MATERIAL TO PROCESS:
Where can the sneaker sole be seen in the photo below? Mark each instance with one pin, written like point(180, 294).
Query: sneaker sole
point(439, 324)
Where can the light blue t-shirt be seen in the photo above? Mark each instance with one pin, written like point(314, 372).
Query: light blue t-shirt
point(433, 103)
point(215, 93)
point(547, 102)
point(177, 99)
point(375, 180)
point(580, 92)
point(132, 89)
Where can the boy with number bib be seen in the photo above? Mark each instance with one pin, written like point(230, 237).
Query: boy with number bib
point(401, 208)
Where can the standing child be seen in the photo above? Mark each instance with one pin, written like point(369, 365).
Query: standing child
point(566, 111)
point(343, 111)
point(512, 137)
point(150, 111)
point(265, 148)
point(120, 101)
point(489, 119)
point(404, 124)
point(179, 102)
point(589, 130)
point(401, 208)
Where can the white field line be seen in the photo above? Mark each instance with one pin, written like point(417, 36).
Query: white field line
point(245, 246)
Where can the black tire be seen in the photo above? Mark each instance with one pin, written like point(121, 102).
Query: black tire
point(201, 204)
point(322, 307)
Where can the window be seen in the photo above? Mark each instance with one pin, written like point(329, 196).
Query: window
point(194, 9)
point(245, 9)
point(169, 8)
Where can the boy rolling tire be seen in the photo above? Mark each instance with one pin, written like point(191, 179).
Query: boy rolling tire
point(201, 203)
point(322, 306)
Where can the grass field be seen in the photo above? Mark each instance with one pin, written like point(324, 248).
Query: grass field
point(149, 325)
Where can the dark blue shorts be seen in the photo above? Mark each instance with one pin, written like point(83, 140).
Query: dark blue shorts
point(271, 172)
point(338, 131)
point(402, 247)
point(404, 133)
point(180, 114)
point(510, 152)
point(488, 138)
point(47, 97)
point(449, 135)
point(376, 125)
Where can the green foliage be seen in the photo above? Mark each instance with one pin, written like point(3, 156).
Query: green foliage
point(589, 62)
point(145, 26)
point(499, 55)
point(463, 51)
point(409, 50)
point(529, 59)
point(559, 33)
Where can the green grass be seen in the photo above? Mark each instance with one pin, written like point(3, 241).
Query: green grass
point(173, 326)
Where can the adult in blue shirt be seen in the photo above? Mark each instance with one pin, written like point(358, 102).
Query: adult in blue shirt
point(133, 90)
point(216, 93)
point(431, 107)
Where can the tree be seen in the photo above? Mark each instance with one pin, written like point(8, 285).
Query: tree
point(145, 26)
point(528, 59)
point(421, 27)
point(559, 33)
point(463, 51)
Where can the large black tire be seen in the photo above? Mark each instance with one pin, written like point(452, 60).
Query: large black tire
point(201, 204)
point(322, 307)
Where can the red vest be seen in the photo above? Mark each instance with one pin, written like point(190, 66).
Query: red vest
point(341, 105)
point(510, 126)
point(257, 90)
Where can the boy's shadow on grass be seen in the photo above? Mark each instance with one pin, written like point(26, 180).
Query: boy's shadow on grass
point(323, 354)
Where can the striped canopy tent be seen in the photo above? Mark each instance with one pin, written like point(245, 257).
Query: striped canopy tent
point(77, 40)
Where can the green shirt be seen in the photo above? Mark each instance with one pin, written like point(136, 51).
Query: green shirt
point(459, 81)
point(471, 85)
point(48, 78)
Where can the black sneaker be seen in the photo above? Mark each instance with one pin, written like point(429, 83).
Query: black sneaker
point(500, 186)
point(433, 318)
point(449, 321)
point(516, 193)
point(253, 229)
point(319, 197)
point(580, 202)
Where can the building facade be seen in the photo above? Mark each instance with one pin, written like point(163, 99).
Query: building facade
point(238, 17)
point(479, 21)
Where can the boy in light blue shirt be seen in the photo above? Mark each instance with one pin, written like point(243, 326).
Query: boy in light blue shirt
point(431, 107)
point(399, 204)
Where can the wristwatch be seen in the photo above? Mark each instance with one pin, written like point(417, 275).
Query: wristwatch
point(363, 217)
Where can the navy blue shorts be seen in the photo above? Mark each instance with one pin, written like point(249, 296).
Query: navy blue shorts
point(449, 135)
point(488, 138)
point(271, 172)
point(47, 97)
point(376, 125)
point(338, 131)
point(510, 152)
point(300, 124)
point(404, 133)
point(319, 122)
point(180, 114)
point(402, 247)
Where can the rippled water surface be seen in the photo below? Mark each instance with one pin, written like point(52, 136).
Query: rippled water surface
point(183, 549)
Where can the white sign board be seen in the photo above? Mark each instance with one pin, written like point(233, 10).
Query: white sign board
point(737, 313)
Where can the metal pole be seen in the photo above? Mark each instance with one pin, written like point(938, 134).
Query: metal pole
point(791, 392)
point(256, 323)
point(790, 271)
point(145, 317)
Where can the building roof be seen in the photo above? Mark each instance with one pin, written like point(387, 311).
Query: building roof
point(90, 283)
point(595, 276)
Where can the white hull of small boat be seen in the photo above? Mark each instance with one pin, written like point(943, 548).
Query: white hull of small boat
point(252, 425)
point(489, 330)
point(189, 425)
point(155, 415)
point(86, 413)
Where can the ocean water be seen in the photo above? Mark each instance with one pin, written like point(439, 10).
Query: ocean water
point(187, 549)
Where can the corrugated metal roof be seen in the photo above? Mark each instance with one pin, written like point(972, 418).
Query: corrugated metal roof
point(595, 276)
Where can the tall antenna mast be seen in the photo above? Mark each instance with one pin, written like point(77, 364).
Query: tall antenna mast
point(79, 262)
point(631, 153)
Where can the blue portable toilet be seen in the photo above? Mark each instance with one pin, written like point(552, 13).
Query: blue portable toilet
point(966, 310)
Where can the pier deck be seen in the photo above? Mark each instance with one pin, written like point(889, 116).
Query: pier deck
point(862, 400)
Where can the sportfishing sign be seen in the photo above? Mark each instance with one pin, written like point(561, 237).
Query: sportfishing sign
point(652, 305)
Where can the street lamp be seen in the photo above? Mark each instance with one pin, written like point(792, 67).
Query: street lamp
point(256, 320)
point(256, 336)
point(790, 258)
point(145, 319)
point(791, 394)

GIVEN PROBLEM:
Rewrite all the entries above as a numbered list, omitting any blank lines.

PROBLEM SOLUTION:
1. Where can the sneaker sole be seen in the photo below? Mark each instance with one pin, written like point(180, 294).
2. Query: sneaker sole
3. point(439, 324)
4. Where can the light blue t-shirt be seen in the photo above? Mark each instance with one pin, written like point(314, 372).
5. Query: light blue t-shirt
6. point(433, 103)
7. point(215, 93)
8. point(547, 102)
9. point(177, 99)
10. point(375, 180)
11. point(580, 92)
12. point(132, 89)
13. Where can the boy with number bib be seen in the photo above? Mark each instance with one pin, written like point(230, 237).
14. Query: boy with number bib
15. point(401, 208)
16. Where can the standing child be seen in the photo above? Mark each instance with one pin, written like point(369, 365).
17. Query: standing child
18. point(566, 111)
19. point(343, 111)
20. point(512, 137)
21. point(150, 111)
22. point(265, 148)
23. point(120, 101)
24. point(489, 119)
25. point(404, 124)
26. point(179, 102)
27. point(589, 130)
28. point(401, 208)
29. Where can the white field line be seen in the photo above? Mark each instance with one pin, written like point(417, 36).
30. Query: white field line
31. point(245, 246)
32. Where can the black tire be seen in the photo above? Mark each instance with one pin, written like point(121, 102).
33. Query: black tire
34. point(201, 204)
35. point(322, 307)
36. Where can the window be seen in the photo above? Mark each instance with one pin, written like point(329, 196).
37. Query: window
38. point(194, 9)
39. point(245, 9)
40. point(169, 8)
41. Where can the boy rolling tire be seen in the photo above? Mark each instance with one pin, written like point(191, 179).
42. Query: boy rolling tire
43. point(201, 203)
44. point(322, 306)
45. Where can the grass field be seen in the photo above? Mark each instance with one pin, written like point(324, 248).
46. Query: grass field
47. point(149, 325)
48. Where can the dark blue shorts be seen in the photo above? Mark each instance with one pin, written like point(83, 140).
49. Query: dark blue shorts
50. point(271, 172)
51. point(338, 131)
52. point(402, 247)
53. point(404, 133)
54. point(180, 114)
55. point(510, 152)
56. point(488, 138)
57. point(47, 97)
58. point(449, 135)
59. point(376, 125)
60. Where can the green foliage be seen in the photo above? Mark each instance with one pin, written like point(3, 156).
61. Query: green foliage
62. point(589, 62)
63. point(145, 26)
64. point(499, 55)
65. point(463, 51)
66. point(409, 50)
67. point(529, 59)
68. point(559, 33)
69. Where can the green grass be seen in the photo above? Mark each instance with one pin, written like point(3, 241).
70. Query: green grass
71. point(173, 326)
72. Where can the adult in blue shirt be seen in the photo above? Mark each instance with one pin, written like point(358, 102).
73. Query: adult in blue shirt
74. point(133, 90)
75. point(216, 93)
76. point(431, 107)
77. Where can the tree be seen in the photo above? Mark each instance with one pin, written like point(8, 285).
78. Query: tree
79. point(145, 26)
80. point(528, 59)
81. point(421, 27)
82. point(559, 33)
83. point(463, 51)
84. Where can the large black tire be seen in the photo above? Mark each instance with one pin, written like point(452, 60).
85. Query: large black tire
86. point(201, 204)
87. point(322, 307)
88. Where can the red vest be seen in the photo above? Mark each instance with one pin, written like point(190, 66).
89. Query: red vest
90. point(341, 105)
91. point(510, 126)
92. point(257, 90)
93. Where can the boy's shadow on grass be seen in the photo above? Mark each instance with one pin, written like point(26, 180).
94. Query: boy's shadow on grass
95. point(323, 354)
96. Where can the striped canopy tent be seen in the photo above? Mark each instance with one pin, written like point(245, 257).
97. Query: striped canopy tent
98. point(77, 40)
99. Where can the green shirt be seen in the photo above? Mark each instance with one pin, written like point(136, 51).
100. Query: green shirt
101. point(459, 81)
102. point(471, 85)
103. point(48, 78)
104. Where can the black sneaker be seen in the photo above? Mark each instance with one pin, written like point(429, 83).
105. Query: black sneaker
106. point(500, 186)
107. point(433, 318)
108. point(449, 321)
109. point(516, 193)
110. point(253, 229)
111. point(319, 197)
112. point(580, 202)
113. Where can the building facade be seen in the photo above? Mark each instance with one pin, written like point(163, 99).
114. Query: building facade
115. point(238, 17)
116. point(479, 21)
117. Where can the boy in light blue shirt be seen in the photo above? Mark each instance with one pin, written like point(243, 326).
118. Query: boy in light blue shirt
119. point(431, 107)
120. point(399, 204)
121. Where can the wristwatch be seen in the photo above? Mark each instance with one pin, written like point(417, 275).
122. Query: wristwatch
123. point(363, 217)
124. Where can the navy blue shorts be seen in the photo above? Mark each instance with one pin, written like point(249, 296).
125. Query: navy blue shorts
126. point(449, 135)
127. point(488, 138)
128. point(271, 172)
129. point(47, 97)
130. point(376, 125)
131. point(338, 131)
132. point(510, 152)
133. point(300, 124)
134. point(404, 133)
135. point(319, 122)
136. point(180, 114)
137. point(402, 247)
138. Where can the rippled water surface be seen in the photo below? Mark each instance with one pin, written like point(52, 136).
139. Query: rippled water surface
140. point(183, 549)
141. Where can the white sign board be seen in the photo above? Mark each instance with one pin, written like point(233, 10).
142. Query: white sign board
143. point(737, 313)
144. Where can the metal pole be seen in the photo above? Mark each instance with one pin, written like point(938, 134).
145. Query: metal pole
146. point(791, 392)
147. point(256, 323)
148. point(790, 271)
149. point(145, 317)
150. Where can the building roof be seen in the photo above? Mark each instance with one pin, written like point(387, 311).
151. Query: building roof
152. point(90, 283)
153. point(595, 276)
154. Where can the white hull of small boat be seen in the photo above? Mark each instance with one pin, written like point(943, 548).
155. Query: white hull of small boat
156. point(252, 425)
157. point(489, 330)
158. point(189, 425)
159. point(155, 415)
160. point(86, 413)
161. Where can the ocean water be seen in the photo above? Mark each instance with one pin, written like point(439, 10).
162. Query: ocean water
163. point(187, 549)
164. Where can the corrugated metal roof be seen in the photo above? Mark each instance with one pin, written like point(972, 418).
165. Query: corrugated metal roof
166. point(595, 276)
167. Where can the tall antenna mast be seen in the photo above? Mark each instance with one pin, written like point(77, 364).
168. Query: tall antenna mast
169. point(79, 262)
170. point(631, 153)
171. Where can the blue portable toilet be seen in the photo above? Mark each instance with one pin, written like point(552, 13).
172. Query: blue portable toilet
173. point(966, 310)
174. Where can the pier deck be seen in the photo above? Mark each instance with one pin, written like point(889, 116).
175. Query: pier deck
176. point(862, 400)
177. Where can the sportfishing sign be seen in the photo above? Mark each instance with one pin, written like point(561, 237).
178. Query: sportfishing sign
179. point(652, 305)
180. Where can the street lamp be seen in the photo above? Mark each instance with one pin, written like point(792, 67).
181. Query: street lamp
182. point(256, 320)
183. point(256, 336)
184. point(790, 258)
185. point(145, 319)
186. point(791, 394)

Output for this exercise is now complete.